Set exercise: Count the lines in the material below that contain the string "slope", and reply with that number alone.

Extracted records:
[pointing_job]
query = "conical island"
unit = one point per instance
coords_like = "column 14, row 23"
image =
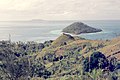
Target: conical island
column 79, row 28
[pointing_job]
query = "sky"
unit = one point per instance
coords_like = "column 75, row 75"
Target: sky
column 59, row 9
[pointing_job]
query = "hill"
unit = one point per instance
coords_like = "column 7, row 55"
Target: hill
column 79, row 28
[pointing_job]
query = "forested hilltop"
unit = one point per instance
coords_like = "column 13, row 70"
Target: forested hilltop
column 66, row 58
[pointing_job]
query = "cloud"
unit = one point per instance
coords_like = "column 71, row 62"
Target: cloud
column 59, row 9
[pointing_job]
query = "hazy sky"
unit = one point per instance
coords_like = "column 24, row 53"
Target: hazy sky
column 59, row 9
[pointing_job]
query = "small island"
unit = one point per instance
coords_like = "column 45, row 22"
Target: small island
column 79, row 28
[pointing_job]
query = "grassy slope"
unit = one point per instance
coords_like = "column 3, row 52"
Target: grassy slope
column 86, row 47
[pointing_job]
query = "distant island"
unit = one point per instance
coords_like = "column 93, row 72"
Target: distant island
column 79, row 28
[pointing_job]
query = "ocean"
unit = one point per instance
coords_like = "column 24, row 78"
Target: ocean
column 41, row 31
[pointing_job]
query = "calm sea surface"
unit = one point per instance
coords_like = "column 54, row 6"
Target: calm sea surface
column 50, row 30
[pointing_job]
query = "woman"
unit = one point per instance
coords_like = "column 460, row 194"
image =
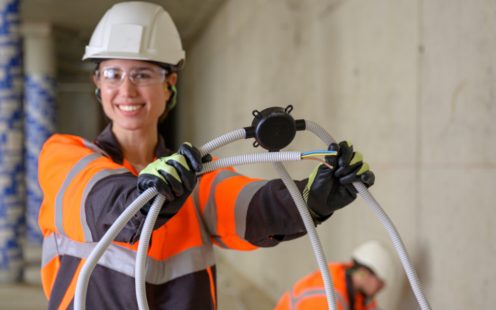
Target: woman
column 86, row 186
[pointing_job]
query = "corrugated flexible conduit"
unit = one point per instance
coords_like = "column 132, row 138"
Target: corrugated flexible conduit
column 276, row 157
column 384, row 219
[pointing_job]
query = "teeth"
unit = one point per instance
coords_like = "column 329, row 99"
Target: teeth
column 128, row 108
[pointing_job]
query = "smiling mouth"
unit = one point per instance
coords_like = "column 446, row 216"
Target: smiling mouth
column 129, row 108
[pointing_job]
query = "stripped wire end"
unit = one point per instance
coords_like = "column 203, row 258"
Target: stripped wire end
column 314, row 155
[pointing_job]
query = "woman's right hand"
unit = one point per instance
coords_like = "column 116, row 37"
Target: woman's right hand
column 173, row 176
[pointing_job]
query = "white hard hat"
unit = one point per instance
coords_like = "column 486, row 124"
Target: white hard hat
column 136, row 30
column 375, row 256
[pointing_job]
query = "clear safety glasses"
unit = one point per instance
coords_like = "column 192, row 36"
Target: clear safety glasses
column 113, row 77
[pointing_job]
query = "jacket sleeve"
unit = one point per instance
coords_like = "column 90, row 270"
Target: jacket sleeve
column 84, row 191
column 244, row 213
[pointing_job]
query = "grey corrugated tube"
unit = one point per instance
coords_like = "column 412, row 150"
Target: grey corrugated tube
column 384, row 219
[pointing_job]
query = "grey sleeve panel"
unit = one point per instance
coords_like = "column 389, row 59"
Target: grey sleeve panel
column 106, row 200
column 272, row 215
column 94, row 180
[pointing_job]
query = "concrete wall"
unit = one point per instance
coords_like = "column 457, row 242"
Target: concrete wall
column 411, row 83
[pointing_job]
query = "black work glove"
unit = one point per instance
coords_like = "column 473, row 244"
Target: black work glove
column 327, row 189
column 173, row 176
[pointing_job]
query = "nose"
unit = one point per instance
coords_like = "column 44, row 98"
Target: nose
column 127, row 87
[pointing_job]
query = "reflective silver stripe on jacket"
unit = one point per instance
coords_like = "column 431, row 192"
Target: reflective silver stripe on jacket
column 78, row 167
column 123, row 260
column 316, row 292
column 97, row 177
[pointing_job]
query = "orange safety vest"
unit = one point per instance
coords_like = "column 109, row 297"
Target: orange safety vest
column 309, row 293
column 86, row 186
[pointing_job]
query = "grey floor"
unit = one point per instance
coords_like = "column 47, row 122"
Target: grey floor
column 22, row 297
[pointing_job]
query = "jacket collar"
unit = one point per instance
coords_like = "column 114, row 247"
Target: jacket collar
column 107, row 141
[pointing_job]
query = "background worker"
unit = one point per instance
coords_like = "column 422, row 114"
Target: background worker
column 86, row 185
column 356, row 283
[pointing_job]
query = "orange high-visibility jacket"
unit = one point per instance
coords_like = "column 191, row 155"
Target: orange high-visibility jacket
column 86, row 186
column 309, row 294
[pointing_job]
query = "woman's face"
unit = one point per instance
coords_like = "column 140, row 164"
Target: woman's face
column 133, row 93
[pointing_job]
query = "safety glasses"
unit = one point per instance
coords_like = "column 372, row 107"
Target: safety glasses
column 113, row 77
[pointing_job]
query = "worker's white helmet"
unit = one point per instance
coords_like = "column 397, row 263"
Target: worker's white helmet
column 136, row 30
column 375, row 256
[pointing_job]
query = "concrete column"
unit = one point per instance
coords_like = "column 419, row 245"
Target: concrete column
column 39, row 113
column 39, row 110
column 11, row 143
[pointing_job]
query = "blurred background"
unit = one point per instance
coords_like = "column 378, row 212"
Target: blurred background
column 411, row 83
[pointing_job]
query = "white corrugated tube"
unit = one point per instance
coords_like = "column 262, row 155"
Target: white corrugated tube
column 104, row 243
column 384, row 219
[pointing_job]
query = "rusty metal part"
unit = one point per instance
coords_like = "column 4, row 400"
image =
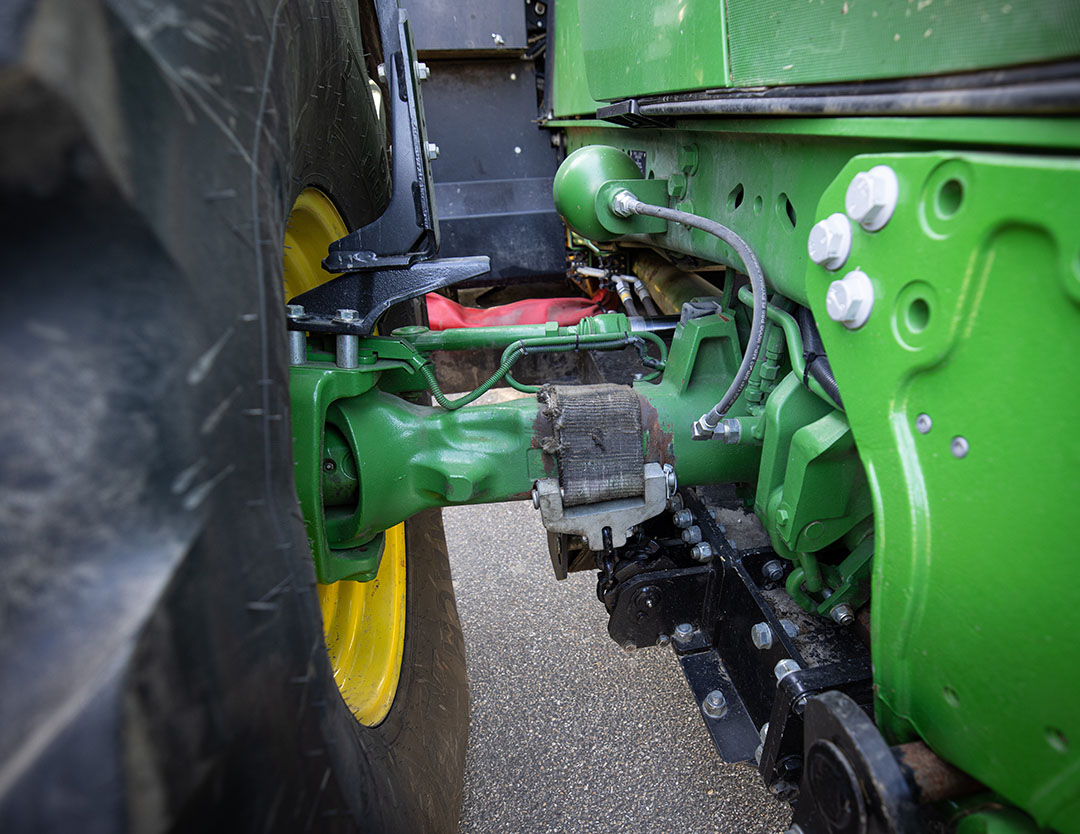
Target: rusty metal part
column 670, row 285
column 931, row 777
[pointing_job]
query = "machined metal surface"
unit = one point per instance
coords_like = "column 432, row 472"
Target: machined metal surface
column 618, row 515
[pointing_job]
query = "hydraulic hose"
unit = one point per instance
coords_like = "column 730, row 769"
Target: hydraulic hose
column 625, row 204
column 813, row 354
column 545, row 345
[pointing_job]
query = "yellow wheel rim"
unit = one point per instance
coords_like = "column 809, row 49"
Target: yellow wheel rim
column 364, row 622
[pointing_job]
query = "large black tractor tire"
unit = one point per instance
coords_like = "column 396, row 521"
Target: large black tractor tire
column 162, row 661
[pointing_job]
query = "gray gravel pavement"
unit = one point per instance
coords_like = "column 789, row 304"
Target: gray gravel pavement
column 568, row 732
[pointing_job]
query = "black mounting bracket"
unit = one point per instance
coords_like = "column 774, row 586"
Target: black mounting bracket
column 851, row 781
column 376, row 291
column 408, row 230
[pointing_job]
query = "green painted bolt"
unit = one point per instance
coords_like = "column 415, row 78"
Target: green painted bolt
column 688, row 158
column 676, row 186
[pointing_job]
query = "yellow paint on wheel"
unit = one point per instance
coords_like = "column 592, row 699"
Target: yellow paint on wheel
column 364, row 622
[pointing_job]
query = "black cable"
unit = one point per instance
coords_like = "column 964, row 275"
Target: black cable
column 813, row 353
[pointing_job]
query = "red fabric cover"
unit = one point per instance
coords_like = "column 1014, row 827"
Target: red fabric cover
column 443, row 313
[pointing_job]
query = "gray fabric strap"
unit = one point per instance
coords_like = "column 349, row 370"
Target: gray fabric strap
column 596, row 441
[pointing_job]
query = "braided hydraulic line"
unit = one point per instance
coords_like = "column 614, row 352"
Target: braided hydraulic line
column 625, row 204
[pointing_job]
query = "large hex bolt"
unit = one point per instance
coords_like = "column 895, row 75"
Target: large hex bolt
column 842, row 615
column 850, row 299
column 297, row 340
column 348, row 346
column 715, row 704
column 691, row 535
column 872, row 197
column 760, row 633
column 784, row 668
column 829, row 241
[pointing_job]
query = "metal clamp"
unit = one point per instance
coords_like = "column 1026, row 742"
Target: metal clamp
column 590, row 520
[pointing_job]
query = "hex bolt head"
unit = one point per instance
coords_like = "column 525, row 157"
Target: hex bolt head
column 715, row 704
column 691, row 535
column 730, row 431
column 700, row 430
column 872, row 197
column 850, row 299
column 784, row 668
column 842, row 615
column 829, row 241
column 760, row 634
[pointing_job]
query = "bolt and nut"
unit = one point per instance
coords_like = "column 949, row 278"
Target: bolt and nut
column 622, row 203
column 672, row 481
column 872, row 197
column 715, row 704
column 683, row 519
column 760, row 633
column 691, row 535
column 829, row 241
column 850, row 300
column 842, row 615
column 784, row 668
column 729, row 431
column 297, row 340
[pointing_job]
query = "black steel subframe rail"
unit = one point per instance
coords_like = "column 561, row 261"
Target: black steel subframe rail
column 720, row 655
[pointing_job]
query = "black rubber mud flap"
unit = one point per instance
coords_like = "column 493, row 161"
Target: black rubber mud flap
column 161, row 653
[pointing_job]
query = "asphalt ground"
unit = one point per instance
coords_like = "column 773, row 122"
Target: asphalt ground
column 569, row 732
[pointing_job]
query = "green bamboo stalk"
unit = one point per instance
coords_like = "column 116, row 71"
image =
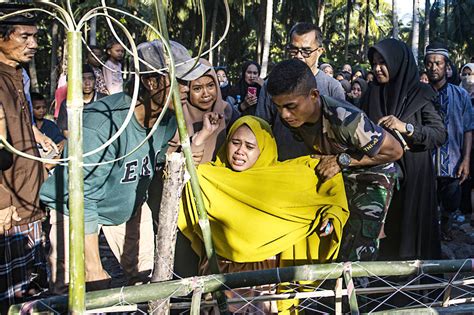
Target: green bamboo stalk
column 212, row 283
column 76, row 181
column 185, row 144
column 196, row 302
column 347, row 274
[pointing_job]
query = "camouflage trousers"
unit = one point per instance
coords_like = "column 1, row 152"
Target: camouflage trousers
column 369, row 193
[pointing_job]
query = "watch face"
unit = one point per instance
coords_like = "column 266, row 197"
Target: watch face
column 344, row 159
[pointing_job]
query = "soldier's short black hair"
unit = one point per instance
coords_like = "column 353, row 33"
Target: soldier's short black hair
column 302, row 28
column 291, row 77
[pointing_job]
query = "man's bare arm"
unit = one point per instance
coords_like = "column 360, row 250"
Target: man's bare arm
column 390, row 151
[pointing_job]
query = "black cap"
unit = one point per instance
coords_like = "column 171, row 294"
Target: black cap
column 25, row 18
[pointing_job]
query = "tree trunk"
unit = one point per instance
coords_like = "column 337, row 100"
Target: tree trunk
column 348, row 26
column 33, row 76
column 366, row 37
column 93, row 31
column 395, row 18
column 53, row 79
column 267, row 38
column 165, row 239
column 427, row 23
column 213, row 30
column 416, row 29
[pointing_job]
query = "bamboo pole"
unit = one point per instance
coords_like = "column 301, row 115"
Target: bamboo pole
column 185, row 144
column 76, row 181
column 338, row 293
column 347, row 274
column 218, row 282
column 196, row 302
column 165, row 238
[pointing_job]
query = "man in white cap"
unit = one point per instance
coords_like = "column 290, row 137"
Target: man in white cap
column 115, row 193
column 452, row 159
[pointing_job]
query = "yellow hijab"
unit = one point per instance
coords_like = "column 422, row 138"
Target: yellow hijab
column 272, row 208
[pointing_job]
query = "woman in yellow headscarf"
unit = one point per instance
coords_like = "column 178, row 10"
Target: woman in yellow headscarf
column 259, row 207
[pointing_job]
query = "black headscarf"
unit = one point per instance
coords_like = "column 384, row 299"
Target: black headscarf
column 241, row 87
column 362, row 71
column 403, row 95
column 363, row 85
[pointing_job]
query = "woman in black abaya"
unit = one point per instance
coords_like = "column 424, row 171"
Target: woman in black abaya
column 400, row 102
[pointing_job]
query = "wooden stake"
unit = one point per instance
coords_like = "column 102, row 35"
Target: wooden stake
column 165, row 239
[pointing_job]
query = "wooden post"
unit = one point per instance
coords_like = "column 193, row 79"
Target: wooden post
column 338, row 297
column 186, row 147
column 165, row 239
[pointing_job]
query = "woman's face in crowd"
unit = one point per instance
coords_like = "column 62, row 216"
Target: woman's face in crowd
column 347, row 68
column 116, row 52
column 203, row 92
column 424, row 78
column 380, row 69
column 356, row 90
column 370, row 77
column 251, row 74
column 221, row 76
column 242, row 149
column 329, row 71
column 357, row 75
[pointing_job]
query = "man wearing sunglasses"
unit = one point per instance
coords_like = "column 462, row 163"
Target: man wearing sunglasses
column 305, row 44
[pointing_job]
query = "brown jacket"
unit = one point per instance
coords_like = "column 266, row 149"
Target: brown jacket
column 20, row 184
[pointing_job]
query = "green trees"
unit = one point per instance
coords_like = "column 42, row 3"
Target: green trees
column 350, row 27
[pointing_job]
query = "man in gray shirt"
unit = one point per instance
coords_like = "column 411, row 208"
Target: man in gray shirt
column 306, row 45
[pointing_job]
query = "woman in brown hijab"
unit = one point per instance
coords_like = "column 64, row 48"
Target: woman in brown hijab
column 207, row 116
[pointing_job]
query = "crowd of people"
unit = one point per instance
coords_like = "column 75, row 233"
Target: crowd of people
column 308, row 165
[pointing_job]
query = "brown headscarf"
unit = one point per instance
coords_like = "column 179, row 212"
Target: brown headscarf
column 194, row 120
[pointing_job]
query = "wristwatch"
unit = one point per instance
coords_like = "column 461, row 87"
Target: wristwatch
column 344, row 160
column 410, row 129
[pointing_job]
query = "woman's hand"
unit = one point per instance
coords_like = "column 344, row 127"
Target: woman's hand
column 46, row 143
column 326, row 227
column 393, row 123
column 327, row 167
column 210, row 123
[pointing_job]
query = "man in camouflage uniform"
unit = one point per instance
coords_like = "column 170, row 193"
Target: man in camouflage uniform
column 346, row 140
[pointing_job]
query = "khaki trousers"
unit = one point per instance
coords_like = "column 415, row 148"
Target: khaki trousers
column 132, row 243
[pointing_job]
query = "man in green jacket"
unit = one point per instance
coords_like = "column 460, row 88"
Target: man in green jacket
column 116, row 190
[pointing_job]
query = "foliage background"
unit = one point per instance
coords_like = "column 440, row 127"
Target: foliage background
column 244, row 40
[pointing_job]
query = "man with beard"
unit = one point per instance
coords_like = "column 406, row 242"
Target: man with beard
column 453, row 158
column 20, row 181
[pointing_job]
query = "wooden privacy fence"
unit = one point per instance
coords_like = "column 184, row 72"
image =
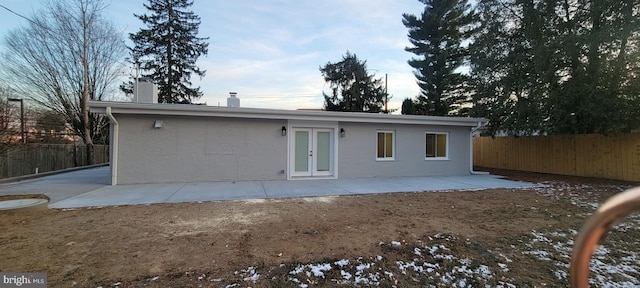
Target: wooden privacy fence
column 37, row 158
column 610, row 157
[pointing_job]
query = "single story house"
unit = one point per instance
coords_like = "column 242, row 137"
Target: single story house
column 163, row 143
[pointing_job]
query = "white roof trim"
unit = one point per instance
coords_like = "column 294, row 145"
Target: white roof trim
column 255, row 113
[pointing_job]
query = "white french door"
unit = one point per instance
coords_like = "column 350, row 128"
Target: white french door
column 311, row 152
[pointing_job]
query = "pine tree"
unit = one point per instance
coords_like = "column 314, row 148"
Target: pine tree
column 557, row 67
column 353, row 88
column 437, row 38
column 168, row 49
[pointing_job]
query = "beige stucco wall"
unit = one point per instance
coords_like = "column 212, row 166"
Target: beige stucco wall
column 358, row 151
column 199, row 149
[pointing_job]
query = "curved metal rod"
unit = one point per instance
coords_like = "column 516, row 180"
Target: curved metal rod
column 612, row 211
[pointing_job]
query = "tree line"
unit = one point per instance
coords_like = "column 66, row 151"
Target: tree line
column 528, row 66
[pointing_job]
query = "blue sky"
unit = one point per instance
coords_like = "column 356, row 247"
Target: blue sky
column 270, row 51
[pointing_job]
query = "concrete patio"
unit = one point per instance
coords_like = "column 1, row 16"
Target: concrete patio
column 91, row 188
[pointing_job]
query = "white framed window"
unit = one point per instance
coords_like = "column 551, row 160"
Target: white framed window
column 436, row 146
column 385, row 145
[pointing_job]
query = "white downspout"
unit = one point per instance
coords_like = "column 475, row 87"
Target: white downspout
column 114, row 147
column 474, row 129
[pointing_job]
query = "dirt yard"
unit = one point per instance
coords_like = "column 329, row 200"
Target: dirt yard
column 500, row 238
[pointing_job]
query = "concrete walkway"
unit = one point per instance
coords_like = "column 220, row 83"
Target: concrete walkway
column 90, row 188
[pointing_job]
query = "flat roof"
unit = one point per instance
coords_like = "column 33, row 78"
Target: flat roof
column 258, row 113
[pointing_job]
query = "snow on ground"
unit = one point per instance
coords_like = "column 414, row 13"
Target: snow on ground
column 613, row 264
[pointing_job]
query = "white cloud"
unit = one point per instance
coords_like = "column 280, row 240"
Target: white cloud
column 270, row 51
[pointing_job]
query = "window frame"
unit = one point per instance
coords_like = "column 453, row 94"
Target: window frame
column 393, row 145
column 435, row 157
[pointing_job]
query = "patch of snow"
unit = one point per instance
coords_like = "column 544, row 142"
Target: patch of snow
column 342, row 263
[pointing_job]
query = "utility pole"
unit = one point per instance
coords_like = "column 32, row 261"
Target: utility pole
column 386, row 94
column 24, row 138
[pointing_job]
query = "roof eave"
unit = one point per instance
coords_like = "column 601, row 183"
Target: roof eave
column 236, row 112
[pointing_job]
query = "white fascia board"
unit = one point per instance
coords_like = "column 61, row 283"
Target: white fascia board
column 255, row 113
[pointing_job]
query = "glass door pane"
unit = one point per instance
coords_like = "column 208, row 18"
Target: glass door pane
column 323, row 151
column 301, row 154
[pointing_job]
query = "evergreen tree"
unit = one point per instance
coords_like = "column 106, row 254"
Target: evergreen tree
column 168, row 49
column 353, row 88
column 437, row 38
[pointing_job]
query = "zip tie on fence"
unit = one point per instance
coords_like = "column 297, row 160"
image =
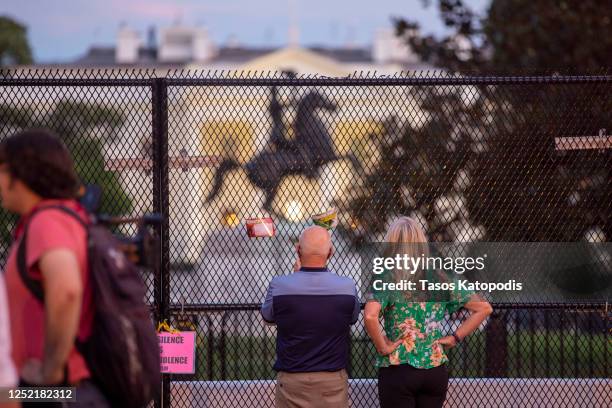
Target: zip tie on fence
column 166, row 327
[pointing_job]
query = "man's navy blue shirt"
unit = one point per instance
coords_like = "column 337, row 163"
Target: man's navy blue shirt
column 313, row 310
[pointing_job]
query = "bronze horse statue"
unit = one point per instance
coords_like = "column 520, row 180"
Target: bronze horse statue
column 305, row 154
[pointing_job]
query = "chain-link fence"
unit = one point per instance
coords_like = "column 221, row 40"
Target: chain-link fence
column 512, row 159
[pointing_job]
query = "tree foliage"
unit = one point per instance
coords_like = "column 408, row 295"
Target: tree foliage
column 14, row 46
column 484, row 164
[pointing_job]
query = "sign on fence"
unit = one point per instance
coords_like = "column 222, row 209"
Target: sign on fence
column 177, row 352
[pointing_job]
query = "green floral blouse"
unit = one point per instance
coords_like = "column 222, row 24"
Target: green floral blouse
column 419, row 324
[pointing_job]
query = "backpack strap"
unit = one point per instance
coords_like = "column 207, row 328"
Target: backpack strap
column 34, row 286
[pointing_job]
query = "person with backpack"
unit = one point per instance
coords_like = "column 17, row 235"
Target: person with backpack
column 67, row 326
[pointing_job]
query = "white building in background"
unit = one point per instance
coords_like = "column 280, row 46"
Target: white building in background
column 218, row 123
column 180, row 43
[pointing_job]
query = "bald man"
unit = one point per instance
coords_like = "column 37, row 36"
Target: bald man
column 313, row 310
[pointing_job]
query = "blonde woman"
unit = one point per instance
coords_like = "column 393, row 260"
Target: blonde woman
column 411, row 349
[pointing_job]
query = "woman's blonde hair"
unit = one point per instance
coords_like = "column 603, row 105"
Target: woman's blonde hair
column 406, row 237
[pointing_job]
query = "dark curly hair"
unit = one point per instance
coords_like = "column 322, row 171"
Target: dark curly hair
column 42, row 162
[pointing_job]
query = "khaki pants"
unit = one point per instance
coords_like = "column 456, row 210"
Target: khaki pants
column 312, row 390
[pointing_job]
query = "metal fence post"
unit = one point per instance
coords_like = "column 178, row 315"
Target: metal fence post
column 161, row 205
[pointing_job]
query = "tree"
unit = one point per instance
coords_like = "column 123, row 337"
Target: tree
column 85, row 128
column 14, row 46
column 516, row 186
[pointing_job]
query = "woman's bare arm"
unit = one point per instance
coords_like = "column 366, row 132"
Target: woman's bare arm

Complete answer: 2